● **TASK TO COMPLETE**:
Here are some records. Copy each one exactly.

□ □ □ □

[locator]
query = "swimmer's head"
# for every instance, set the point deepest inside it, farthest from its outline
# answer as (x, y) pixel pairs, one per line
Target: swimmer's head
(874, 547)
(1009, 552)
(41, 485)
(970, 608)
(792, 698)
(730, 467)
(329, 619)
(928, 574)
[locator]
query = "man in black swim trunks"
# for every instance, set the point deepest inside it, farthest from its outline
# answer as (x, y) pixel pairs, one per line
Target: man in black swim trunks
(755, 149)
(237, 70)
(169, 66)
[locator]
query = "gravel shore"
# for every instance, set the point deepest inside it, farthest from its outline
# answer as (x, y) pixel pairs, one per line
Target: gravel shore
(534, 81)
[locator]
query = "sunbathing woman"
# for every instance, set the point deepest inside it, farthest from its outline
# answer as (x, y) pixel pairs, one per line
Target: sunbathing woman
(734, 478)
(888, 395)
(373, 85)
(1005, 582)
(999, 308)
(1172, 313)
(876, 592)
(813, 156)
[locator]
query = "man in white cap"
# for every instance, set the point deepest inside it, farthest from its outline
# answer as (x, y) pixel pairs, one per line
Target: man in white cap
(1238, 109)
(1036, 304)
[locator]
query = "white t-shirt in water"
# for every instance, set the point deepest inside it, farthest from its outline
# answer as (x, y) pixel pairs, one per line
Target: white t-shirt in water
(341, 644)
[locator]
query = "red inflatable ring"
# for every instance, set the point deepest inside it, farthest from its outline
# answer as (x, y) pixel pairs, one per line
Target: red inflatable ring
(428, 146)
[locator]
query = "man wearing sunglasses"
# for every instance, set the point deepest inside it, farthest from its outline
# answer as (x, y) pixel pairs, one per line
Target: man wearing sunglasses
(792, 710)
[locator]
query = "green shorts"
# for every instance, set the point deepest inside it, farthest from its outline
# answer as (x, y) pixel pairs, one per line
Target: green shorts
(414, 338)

□ □ □ □

● **ANSWER TO THE PROBLEM**:
[locator]
query = "swimmer's head"
# for every instance, set the point deepest inside it, farthest from its outline
# answer as (x, y) pixel pairs, one per line
Target: swimmer's head
(874, 547)
(1009, 552)
(41, 485)
(970, 608)
(792, 698)
(730, 467)
(329, 619)
(928, 574)
[locator]
query = "man in black swim trunks"
# for every instance, set the point deepest inside it, farthest from its outline
# answer as (x, y) pixel pairs, one per line
Target: man in black swim trunks
(755, 149)
(237, 70)
(169, 66)
[locator]
query = "gravel shore"
# for every instance, set the point deepest inside it, farthest from its outline
# answer as (x, y) pixel pairs, one per line
Target: gravel shore
(534, 81)
[locator]
query = "sunbathing woman"
# for every instance, set the point deepest inside it, farthest from its outline
# answer as (x, y) pixel pairs, one per line
Target: sunbathing woman
(734, 478)
(888, 395)
(373, 85)
(1005, 582)
(999, 308)
(1172, 313)
(876, 592)
(813, 156)
[locator]
query = "man in white cap"
# for every instance, set the point deepest inside it, farthest from its outline
# answer as (x, y) pixel pairs, one per line
Target: man in white cap
(1238, 109)
(1036, 304)
[locator]
query = "white t-shirt in water"
# for every instance, set the point deepest inside it, farthest from its outline
# answer as (x, y) pixel pairs, one per line
Target: white t-shirt in water
(341, 644)
[locator]
query = "red inflatable ring"
# for every instance, set the point deepest inside it, farthest from its outline
# answer as (x, y) pixel pairs, one per line
Target: red inflatable ring
(428, 146)
[locator]
query = "man wearing sunglasses"
# for every instance, set the point deepest inside it, farthest from its outline
# answer as (x, y) pixel pairs, one per line
Target: man wearing sunglasses
(792, 710)
[locator]
query = "green shorts"
# for every instance, set the point deepest inside it, farthest from its outline
# answer as (x, y) pixel pairs, one per line
Target: green shorts
(414, 338)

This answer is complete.